_Task goal_
Output each line of the records below as a JSON list of strings, with one string per line and no blank lines. Omit the pictures from your answer.

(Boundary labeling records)
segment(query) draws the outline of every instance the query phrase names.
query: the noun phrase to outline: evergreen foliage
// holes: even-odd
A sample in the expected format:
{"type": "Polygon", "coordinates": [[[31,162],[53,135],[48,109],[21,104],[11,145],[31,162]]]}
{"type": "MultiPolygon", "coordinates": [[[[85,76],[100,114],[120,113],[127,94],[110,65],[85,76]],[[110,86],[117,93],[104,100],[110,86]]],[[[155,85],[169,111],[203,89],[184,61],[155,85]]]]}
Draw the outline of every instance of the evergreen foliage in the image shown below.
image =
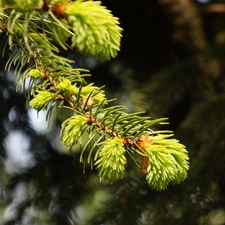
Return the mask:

_Task output_
[
  "segment(query) draws the outline of every instance the query phrase names.",
  "query: the noun phrase to outline: evergreen foliage",
  "// holes: even-odd",
  "A sample in the expected format:",
  "{\"type\": \"Polygon\", \"coordinates\": [[[31,162],[53,135],[48,109],[21,104],[11,145],[31,162]]]}",
  "{\"type\": \"MultiPolygon\", \"coordinates\": [[[[85,76],[100,114],[120,113],[127,94],[110,65],[85,76]],[[110,86],[117,93],[104,100],[110,86]]],[[[155,85],[169,111],[203,89],[184,61],[155,85]]]]}",
  "Draw the outline of every instance of the evergreen foliage in the image shown below.",
  "image =",
  "Return the mask:"
]